→ **Task description**: Rewrite every one of the items below with "drop one marker" swapped for "place a single point" and everything else unchanged. Leave the pictures out.

→ **Material for this exercise**:
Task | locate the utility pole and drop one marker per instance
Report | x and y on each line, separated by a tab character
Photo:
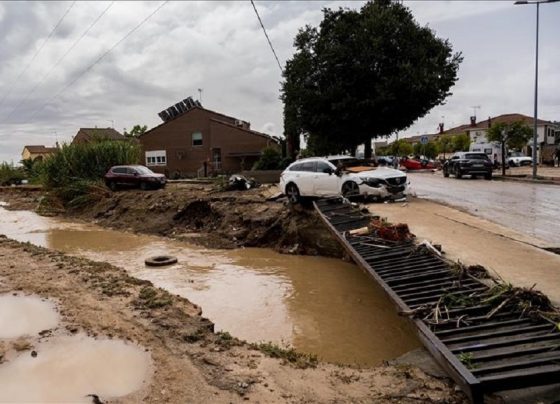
535	135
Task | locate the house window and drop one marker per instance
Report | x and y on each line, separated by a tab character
197	139
156	158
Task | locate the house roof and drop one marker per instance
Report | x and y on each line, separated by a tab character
39	149
508	118
107	133
218	114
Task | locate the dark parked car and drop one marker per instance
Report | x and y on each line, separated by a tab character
468	163
133	176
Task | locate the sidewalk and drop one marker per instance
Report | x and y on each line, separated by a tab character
546	175
516	258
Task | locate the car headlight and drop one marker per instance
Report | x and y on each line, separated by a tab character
372	182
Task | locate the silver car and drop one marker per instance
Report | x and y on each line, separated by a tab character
341	175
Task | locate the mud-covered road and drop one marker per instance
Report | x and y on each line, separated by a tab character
528	208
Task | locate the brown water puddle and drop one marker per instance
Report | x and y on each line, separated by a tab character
25	315
318	305
68	369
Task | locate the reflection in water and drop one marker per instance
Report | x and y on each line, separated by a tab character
25	315
529	208
318	305
67	369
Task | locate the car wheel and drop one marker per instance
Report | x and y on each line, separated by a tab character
292	192
349	189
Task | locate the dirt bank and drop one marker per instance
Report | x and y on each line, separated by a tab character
199	214
191	363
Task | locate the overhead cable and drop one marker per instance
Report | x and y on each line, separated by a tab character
31	91
267	38
14	82
99	59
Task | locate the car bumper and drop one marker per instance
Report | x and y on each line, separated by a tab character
383	191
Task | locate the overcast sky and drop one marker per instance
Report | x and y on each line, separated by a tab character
220	48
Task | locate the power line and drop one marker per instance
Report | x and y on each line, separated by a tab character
87	69
267	38
31	91
36	53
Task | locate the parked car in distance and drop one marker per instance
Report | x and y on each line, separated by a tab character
385	160
418	163
518	159
133	176
468	163
340	175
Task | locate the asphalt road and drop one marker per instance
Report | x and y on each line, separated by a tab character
532	209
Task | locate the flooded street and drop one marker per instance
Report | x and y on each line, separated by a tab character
529	208
318	305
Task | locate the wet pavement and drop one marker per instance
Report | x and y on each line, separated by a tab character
532	209
315	304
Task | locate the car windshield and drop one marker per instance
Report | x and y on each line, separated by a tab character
143	170
347	162
476	156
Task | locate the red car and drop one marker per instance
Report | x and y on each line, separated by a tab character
133	176
417	164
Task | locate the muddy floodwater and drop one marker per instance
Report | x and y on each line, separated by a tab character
25	315
318	305
68	369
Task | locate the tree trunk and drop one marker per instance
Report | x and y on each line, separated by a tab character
367	149
503	159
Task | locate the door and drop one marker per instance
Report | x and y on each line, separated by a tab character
325	182
217	159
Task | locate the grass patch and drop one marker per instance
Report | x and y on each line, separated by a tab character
290	355
152	298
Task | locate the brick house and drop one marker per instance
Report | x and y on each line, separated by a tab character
86	135
195	141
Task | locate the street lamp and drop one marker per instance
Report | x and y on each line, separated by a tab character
535	136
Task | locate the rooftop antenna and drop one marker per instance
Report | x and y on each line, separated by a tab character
475	107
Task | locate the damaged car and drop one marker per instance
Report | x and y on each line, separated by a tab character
341	175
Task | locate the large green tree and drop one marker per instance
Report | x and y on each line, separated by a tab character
364	74
514	135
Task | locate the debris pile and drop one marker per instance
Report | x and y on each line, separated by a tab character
385	230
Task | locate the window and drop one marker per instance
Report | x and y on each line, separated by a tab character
197	139
322	167
156	158
308	166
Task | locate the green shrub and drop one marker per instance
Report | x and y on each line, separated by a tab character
271	159
87	161
10	174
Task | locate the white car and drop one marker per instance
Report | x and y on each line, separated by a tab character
519	159
340	175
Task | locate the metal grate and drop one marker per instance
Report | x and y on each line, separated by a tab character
484	354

→ **Reply**:
Task | locate the utility pole and place a single point per instance
Report | x and y on each line, separated by a tab character
Photo:
535	135
Task | locate the house window and place a single point per instance
Report | x and y on each line, separated by a tab character
197	139
156	158
Task | locate the house roof and place a single point per instance
Report | x and y on each line, separated by a tab character
39	149
508	118
107	133
218	114
Task | locate the dark parked car and place a single point per instance
Report | x and y on each line, separated by a tab character
468	163
133	176
Task | locate the sidewalk and place a single point per instance
Report | x and y on each line, separated by a tab character
546	175
516	258
Task | locate the car headlight and place a single point per instance
Report | x and y on each line, separated by a tab character
372	182
Task | locate the silver car and place a single point per instance
Report | x and y on each line, separated by a tab character
341	175
Task | locate the mud-covered road and place a single point per instance
Report | x and y on each line, separated by a tab character
528	208
Task | locate the brown water puddle and place a single point per instance
Report | x and y on each line, separated by a tab character
25	315
318	305
68	369
Task | locate the reflection in water and place a single point per instance
Report | x and y on each line, separated by a tab character
25	315
529	208
318	305
67	369
Task | locate the car wheel and place a single point per instance
Report | x and y on each line, separated by a tab character
292	192
349	189
Task | locate the dirt bank and place a single point per instance
Report | x and y on each line, separated by a tab character
199	214
191	363
Task | locate the overhead cable and place a single point per instance
Report | x and y on each line, separated by a tab character
31	91
267	38
14	82
99	59
Task | locate the car bumper and place a single point per instance
Report | x and y on each line, separated by a tab character
383	191
Task | locate the overcast sky and place a single point per instance
Report | x and y on each line, separated by a tab character
220	48
Task | locate the power line and place a single point per instance
Report | x and y on each line, separated by a tab character
87	69
267	38
31	91
36	53
Task | locate the parked car in distance and place a single point per instance
Report | x and y on each line, separated by a tab character
385	160
418	163
518	159
133	176
468	163
340	175
Task | locate the asphalt road and place a single point per instance
Report | x and y on each line, separated by a tab character
532	209
Task | locate the flooded street and place a single point per instance
Report | x and y on each line, separated by a tab character
529	208
318	305
Task | locate the wet pavement and place a single point per instance
Report | x and y on each line, separated by a tab character
532	209
315	304
Task | locate the car windshield and place a single point per instance
Report | x and y on each line, separated by a tab character
143	170
347	162
476	156
Task | locate the red car and place a single point per instance
Report | x and y on each line, separated by a tab character
133	176
417	164
Task | locate the muddy floodwater and place a single point per instance
Report | x and y on each line, separated by a tab character
25	315
318	305
68	369
Task | locate the tree trunk and place a single point per instance
Report | x and y on each line, separated by a tab character
367	149
503	159
Task | locate the door and place a single point per instance
Report | x and y on each line, separated by a tab character
325	182
217	159
Task | locate the grass patch and place a single point per instance
Report | x and y on each line, separated by a tab character
290	355
152	298
Task | locate the brick house and place a single point per instance
Report | x and y on each line, separated by a tab character
86	135
195	141
Task | locate the street lamp and place a single point per instance
Report | x and y on each line, separated by a tab character
535	136
Task | locate the rooftop antenna and place a single point per instance
Report | x and y on each line, separated by a tab character
475	107
Task | locate the damaged car and place a single point per instance
Report | x and y on each line, separated by a tab character
341	175
Task | locate the large green tree and place a single point per instance
Report | x and y on each line, separated by a tab character
364	74
514	135
Task | locate the debris pile and place a single point per instance
Report | x and y on each line, separated by a tab character
385	230
Task | locate the window and place a single point per instance
Report | x and y on each line, separated by a tab character
197	139
322	167
156	158
308	166
Task | locate the green shrub and place a single point per instance
Report | x and y on each line, separated by a tab character
271	159
87	161
10	174
Task | locate the white car and place a single point per instance
Report | x and y on each line, separated by a tab character
519	159
340	175
Task | locate the metal grate and place a single point per instance
Report | x and y on each line, separated by a tab character
484	354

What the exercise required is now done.